Required task A - Reproduce the passage about Brummell's cravat word for word, starting with "The collar, which" and going on through "a dandy idle?".

Into this irregular state of things Brummell made his first stride in the spirit of a renovator. The prevailing cravat of the time was certainly deplorable. Let us give it in the words of history:—“It was without stiffening of any kind, and bagged out in front, rucking up to the front in a roll.” (We do not precisely comprehend this expression, whose precision, however, we by no means venture to doubt.) Brummell boldly met this calamity, by slightly starching the too flexible material—a change in which, as his biographer with due seriousness and truth observes—“a reasoning mind must acknowledge there is not much objectionable.”

Imitators, of course, always exceed their model, and the cravat adopted by the dandies soon became excessively starched; the test being that of raising three parts of their length by one corner without bending. Yet Brummell, though he adhered to the happy medium, and was moderate in his starch, was rigorous in his tie. If his cravat did not correspond to his   wishes in its first arrangement, it was instantly cast aside. His valet was seen one morning leaving his chamber with an armful of tumbled cravats, and on being asked the cause, solemnly replied, “These are our failures.”

Perfection is slow in all instances; but talent and diligence are sure to advance. Brummell’s “tie” became speedily the admiration of the beau monde. The manner in which this dexterous operation was accomplished was perfectly his own, and deserves to be recorded for the benefit of posterity.

The collar, which was always fixed to his shirt, was so large, that, before being folded down, it completely hid his head and face, and the neckcloth was at least a foot in height. The first coup d’archet was made with the shirt-collar, which he folded down to its proper size; but the delicate part of the performance was still to come. Brummell “standing before the glass, with his chin raised towards the ceiling, now, by the gentle and gradual declension of his lower jaw, creased the cravat to reasonable dimensions; the form of each succeeding crease being perfected with the shirt which he had just discarded.” We were not aware of the nicety which was demanded to complete the folds of this superior swathing; but, after this development, who shall pronounce a dandy idle?

Brummell was as critical on the dress of others as he was recherché in his own, and this care he extended to all ranks. He was once walking up St James’s Street, arm-in-arm with a young nobleman whom he condescended to patronize. The Beau suddenly asked him, “what he called those things on his feet.”—“Why, shoes.”—“Shoes are they?” said Brummell doubtfully, and stooping to look at them; “I thought they were slippers?”

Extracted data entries
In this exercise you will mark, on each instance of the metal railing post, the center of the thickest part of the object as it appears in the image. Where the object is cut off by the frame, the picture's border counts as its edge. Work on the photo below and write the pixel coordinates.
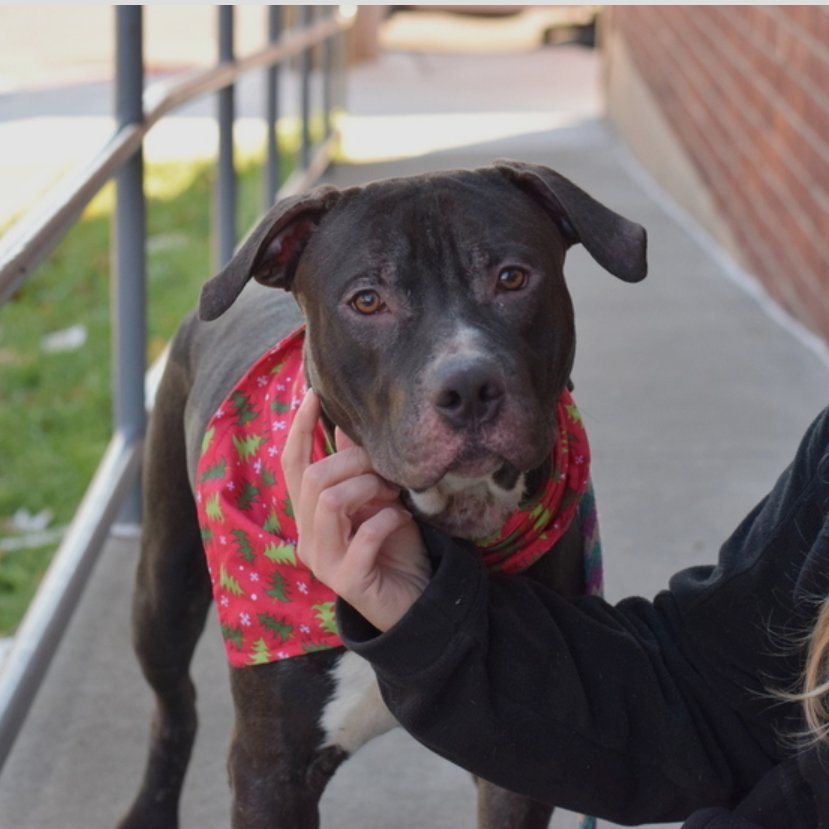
(226, 174)
(305, 94)
(272, 165)
(129, 289)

Required task B - Write out the extracted data entries again with "the object" changed to "the item" and everything else left unchanged. Leave the pictures out of your answer.

Problem solution A -
The collar, which was always fixed to his shirt, was so large, that, before being folded down, it completely hid his head and face, and the neckcloth was at least a foot in height. The first coup d’archet was made with the shirt-collar, which he folded down to its proper size; but the delicate part of the performance was still to come. Brummell “standing before the glass, with his chin raised towards the ceiling, now, by the gentle and gradual declension of his lower jaw, creased the cravat to reasonable dimensions; the form of each succeeding crease being perfected with the shirt which he had just discarded.” We were not aware of the nicety which was demanded to complete the folds of this superior swathing; but, after this development, who shall pronounce a dandy idle?

Problem solution B -
In this exercise you will mark, on each instance of the metal railing post, the center of the thickest part of the item as it appears in the image. Where the item is cut off by the frame, the picture's border counts as its edge. Work on the photo below and write the pixel coordinates.
(226, 174)
(305, 94)
(272, 165)
(129, 289)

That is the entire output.